Text for analysis>
|---|

Critics of Section 702 note that the NSA’s intelligence operations targeting foreigners could sweep in millions of Americans’ private communications. It is possible that under the UKUSA Agreement, the NSA both shares this information with foreign governments and receives U.S. persons’ communications that foreign agencies collect. It is not clear, for example, how the Five Eyes exchange raw signals intelligence intercepted in bulk—“continuously, currently, and without request”—while constraining access to the data of their respective citizens.
The scarcity of information about the Five Eyes alliance compounds these privacy concerns. The U.S. government has not explained how the UKUSA Agreement currently operates, the types of information that the U.S. government accesses, or the rules that constrain U.S. intelligence agencies’ access to and dissemination of Americans’ private communications.
This lack of transparency weakens the oversight and accountability mechanisms available to check global intelligence sharing. Absent additional information regarding the UKUSA Agreement and Five Eyes alliance, Americans must rely on a 60-year-old, likely outdated, document; veiled government statements; and media reports to understand how their privacy might be implicated by foreign intelligence practices. Adding to this concern is that while the Five Eyes alliance is the best known intelligence sharing arrangement, the U.S. is also party to many more.

|---|

Activities>
1. Answer these questions about the passage on Five Eyes intelligence sharing, one per line:
(a) Critics of which provision say the NSA's operations targeting foreigners could sweep in millions of Americans' private communications?
(b) What three things has the U.S. government not explained about the UKUSA Agreement and its access to Americans' communications?
(c) Without more information, on what three sources must Americans rely to understand how foreign intelligence practices might affect their privacy?
2. Please proceed with the passage on Five Eyes intelligence sharing, continuing it from its final sentence.

Extracted data>
|---|

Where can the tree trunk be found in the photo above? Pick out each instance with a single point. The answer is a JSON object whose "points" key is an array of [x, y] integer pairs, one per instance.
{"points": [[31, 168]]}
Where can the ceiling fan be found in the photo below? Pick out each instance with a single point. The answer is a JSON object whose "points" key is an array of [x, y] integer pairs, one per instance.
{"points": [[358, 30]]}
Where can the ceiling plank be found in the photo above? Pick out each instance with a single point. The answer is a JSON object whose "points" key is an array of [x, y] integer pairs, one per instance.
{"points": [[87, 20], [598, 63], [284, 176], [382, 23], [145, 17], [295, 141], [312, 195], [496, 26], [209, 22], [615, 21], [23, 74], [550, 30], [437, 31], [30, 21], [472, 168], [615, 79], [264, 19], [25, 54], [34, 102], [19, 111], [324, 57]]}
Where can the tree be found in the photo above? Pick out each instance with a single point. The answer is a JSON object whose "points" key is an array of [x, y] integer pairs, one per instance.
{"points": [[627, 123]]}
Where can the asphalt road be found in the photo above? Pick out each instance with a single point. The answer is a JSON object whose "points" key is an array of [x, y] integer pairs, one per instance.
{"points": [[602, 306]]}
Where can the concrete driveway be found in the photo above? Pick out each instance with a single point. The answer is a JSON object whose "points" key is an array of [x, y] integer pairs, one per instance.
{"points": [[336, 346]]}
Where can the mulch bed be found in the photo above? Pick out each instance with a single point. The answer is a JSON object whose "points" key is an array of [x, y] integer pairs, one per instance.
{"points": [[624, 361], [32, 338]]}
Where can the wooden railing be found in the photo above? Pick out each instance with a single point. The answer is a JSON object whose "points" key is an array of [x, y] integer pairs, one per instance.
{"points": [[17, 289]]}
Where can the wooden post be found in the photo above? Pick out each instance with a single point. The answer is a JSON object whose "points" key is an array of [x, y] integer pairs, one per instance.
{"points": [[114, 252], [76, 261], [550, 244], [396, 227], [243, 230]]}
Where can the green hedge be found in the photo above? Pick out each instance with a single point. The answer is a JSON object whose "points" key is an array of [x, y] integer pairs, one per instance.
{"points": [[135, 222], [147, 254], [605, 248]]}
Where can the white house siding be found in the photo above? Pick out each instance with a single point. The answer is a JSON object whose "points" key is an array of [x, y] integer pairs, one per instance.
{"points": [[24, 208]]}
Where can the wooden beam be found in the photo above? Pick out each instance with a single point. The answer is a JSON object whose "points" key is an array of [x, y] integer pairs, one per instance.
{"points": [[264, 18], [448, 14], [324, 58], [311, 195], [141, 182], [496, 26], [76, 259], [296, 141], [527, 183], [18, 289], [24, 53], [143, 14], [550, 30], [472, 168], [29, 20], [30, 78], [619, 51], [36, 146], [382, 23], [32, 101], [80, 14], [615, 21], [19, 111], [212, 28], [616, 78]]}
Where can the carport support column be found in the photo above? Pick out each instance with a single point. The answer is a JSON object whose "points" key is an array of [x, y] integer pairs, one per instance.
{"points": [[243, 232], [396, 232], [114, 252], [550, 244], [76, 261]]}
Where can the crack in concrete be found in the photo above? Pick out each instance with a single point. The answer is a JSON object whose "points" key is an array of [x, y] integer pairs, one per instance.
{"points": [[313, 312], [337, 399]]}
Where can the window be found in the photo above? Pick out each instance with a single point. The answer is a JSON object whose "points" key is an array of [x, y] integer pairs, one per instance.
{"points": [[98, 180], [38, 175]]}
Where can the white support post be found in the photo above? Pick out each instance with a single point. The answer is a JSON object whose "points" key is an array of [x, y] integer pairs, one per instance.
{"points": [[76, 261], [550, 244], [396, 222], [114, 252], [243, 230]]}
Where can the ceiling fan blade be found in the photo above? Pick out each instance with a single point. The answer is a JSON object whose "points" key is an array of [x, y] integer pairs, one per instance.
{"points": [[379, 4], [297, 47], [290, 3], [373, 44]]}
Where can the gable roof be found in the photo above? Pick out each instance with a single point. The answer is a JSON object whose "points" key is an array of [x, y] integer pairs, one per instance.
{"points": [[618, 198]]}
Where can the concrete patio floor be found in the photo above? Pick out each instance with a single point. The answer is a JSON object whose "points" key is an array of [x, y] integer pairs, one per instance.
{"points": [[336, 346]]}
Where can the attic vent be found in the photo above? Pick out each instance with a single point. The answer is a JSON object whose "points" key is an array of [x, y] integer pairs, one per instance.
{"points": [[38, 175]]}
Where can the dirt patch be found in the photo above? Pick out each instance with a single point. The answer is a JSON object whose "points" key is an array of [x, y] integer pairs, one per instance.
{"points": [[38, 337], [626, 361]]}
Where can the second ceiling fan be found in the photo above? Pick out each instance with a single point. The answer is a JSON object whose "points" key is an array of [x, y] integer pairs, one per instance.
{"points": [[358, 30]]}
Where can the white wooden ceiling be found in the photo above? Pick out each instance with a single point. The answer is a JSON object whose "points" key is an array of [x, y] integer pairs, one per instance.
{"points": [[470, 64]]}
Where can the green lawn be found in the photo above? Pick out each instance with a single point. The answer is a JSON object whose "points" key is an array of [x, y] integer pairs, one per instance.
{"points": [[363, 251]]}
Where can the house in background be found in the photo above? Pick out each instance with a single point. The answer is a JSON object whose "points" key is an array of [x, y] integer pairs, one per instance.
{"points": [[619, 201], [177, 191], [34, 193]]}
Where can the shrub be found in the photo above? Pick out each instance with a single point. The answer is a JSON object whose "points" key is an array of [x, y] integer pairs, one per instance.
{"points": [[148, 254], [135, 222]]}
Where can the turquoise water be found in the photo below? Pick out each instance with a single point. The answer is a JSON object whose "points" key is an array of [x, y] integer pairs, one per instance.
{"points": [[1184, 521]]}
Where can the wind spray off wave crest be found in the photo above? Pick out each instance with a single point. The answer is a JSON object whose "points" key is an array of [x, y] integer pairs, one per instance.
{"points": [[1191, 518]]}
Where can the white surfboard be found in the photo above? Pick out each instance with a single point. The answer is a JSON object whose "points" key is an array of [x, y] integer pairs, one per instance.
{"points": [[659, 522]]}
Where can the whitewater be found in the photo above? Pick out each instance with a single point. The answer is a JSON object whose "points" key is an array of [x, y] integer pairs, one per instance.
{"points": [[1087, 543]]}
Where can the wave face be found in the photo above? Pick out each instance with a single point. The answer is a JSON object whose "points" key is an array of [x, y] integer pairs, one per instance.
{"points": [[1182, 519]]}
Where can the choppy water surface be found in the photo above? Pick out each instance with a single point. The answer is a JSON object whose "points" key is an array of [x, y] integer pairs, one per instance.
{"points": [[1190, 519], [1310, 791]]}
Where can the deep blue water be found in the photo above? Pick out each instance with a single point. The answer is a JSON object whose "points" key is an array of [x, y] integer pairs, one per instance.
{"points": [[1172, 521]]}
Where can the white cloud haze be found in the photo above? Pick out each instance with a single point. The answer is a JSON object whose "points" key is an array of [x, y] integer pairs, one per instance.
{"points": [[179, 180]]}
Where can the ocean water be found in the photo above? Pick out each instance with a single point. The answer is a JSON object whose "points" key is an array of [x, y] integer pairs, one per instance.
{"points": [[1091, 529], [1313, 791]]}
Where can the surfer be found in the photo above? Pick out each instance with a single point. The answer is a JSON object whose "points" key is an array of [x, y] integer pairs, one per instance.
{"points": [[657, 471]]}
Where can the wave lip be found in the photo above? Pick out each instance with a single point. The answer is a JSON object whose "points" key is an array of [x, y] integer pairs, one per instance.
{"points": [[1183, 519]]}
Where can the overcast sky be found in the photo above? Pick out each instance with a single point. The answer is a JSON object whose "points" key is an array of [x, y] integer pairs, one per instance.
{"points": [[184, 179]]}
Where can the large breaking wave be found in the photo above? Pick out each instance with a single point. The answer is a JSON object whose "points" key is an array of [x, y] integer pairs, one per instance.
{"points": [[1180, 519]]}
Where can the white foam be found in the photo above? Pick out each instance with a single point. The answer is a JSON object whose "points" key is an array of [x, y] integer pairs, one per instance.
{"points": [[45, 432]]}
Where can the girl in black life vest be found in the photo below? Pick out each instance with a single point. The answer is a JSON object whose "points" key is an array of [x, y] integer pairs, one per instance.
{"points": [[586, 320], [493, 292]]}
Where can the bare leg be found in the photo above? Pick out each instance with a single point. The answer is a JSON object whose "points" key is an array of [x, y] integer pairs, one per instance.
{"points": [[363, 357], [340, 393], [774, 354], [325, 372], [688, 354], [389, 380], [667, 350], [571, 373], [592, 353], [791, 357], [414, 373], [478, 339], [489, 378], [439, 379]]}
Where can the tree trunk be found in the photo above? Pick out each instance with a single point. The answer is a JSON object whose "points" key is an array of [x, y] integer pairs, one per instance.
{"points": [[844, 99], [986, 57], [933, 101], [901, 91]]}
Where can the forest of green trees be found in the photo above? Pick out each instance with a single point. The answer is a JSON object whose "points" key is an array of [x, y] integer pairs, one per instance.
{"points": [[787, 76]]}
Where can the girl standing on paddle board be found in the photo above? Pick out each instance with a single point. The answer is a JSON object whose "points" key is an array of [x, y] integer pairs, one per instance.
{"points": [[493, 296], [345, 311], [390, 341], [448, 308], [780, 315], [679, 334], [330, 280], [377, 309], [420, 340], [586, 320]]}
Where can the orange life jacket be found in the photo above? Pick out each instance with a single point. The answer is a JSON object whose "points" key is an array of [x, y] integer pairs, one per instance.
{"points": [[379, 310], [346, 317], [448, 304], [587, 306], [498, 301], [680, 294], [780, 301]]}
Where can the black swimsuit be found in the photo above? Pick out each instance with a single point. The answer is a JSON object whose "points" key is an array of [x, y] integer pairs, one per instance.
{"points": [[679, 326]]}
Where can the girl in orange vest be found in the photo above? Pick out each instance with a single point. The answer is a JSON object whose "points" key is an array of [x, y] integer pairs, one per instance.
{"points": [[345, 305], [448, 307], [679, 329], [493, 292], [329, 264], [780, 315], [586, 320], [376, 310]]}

|---|

Set of answers>
1.
(a) Section 702.
(b) How the UKUSA Agreement currently operates, the types of information the U.S. government accesses, and the rules that constrain U.S. intelligence agencies' access to and dissemination of Americans' private communications.
(c) A 60-year-old, likely outdated document; veiled government statements; and media reports.

2.
Privacy International, together with Yale Law School’s Media Freedom & Information Access Clinic, is currently pursuing litigation under the Freedom of Information Act to obtain the updated text of the UKUSA Agreement and its minimization procedures. To date, however, the NSA, the agency primarily responsible for signals intelligence, has not yet disclosed any responsive records. (A similar request to the U.K.’s Government Communications Headquarters (GCHQ)—the British signals intelligence agency—was denied on grounds that GCHQ is entirely exempt from the U.K.’s freedom of information framework.)
Privacy advocates concerned about Section 702 should therefore broaden their attention to the privacy risks inherent in global information sharing. The U.S. government should make available the text of the current version of the UKUSA Agreement, as well as related implementing procedures. It should also make public subsequent revisions to the UKUSA Agreement and other agreements governing intelligence sharing with foreign parties. And to the extent that these documents reveal that the U.S. government receives Americans’ information without appropriate procedural safeguards, lawmakers should demand additional privacy protective restrictions.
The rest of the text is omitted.